Do caminhão coberto de tiras de tecido flúor e prateado, vem a voz sem vestígio de sotaque argentino de Gabriela Mercado, cantando “Ai, como eu queria que fosse Mangueira, que existisse outro Zé do Caroço…”. Os surdos marcam o compasso como um coração à espera do estouro da bateria. Ao lado do estandarte, surge a placa da rua Marielle Franco. “Está nascendo um novo líder…”. Um público de mais de mil pessoas, entre argentines, brasileires e outres migrantes, segue o Bloco Cordão de Prata, o primeiro e único da cidade de Buenos Aires, que leva esse nome em homenagem ao rio que une a região.
══════════
ENUNCIADO A -
Responda às perguntas sobre o trecho sobre o Bloco Cordão de Prata:
(i) De que é coberto o caminhão de onde vem a voz de Gabriela Mercado?
(ii) Que nome de rua aparece na placa ao lado do estandarte?
(iii) Em homenagem a que o bloco leva esse nome?
ENUNCIADO B - Devolva, por favor, do trecho sobre o Bloco Cordão de Prata, tudo o que vai de "Do caminhão coberto" até "une a região.", sem nenhuma alteração.
Responda apenas com base no trecho sobre o Bloco Cordão de Prata.

(Trechos do conjunto de dados)
══════════
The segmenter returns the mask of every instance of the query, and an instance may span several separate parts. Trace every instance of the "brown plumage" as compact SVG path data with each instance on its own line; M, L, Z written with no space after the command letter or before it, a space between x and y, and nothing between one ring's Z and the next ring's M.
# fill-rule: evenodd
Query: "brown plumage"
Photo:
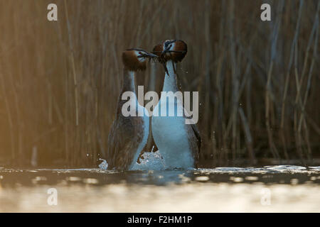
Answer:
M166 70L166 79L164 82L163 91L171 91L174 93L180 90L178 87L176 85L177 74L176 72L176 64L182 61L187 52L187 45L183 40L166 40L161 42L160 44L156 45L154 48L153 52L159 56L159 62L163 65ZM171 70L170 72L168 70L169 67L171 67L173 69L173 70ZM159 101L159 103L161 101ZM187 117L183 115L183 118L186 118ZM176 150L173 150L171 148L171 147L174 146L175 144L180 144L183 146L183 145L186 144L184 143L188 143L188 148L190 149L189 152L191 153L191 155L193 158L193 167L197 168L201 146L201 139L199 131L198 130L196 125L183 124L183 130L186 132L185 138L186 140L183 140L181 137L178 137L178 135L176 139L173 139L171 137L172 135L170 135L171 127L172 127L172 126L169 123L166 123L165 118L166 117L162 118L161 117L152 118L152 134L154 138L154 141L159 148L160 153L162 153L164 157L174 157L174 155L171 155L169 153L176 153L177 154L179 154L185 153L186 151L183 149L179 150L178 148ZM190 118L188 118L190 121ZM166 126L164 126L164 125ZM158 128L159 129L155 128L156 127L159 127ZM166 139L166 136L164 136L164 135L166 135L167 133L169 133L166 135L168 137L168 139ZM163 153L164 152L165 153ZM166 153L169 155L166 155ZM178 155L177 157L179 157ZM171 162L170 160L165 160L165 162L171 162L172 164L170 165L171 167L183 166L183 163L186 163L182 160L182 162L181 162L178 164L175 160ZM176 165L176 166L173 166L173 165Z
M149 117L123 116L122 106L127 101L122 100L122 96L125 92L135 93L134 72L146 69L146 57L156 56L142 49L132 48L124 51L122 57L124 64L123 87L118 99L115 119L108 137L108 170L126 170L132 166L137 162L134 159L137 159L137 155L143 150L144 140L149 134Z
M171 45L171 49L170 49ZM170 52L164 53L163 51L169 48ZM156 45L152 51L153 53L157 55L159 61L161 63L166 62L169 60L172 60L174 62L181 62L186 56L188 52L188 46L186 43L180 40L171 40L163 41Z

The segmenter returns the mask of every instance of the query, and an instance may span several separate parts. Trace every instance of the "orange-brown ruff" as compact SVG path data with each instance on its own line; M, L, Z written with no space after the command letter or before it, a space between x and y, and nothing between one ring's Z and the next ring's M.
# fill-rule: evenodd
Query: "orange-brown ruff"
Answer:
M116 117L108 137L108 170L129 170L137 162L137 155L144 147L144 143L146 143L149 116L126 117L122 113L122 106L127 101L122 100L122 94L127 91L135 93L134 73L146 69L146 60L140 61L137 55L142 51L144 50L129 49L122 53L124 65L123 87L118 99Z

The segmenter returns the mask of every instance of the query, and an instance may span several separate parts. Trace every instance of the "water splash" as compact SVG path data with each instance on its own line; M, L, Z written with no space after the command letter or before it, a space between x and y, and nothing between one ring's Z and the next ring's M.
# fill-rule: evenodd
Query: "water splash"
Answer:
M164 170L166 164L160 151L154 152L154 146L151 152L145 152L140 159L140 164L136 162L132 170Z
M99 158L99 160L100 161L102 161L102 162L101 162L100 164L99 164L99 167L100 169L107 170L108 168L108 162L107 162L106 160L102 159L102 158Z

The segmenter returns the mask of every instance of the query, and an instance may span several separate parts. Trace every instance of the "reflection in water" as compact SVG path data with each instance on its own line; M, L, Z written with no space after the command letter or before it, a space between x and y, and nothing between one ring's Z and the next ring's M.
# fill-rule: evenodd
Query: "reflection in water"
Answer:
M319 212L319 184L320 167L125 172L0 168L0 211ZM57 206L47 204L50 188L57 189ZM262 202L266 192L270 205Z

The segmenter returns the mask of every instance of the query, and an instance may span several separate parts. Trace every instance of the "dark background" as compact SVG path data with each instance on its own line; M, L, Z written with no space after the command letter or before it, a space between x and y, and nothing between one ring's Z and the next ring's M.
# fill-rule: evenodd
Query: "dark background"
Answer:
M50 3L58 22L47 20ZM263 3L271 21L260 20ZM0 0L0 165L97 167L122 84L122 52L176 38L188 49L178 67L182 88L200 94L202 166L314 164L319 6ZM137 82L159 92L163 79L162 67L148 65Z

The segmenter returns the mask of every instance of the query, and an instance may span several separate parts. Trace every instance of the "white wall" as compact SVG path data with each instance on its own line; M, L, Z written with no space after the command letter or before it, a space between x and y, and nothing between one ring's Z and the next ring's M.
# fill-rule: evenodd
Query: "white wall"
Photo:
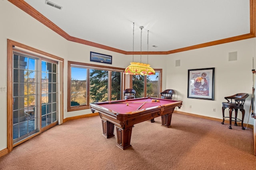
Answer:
══════════
RESOLUÇÃO A -
(i) De tiras de tecido flúor e prateado.
(ii) Rua Marielle Franco.
(iii) Ao rio que une a região.

RESOLUÇÃO B -
Do caminhão coberto de tiras de tecido flúor e prateado, vem a voz sem vestígio de sotaque argentino de Gabriela Mercado, cantando “Ai, como eu queria que fosse Mangueira, que existisse outro Zé do Caroço…”. Os surdos marcam o compasso como um coração à espera do estouro da bateria. Ao lado do estandarte, surge a placa da rua Marielle Franco. “Está nascendo um novo líder…”. Um público de mais de mil pessoas, entre argentines, brasileires e outres migrantes, segue o Bloco Cordão de Prata, o primeiro e único da cidade de Buenos Aires, que leva esse nome em homenagem ao rio que une a região.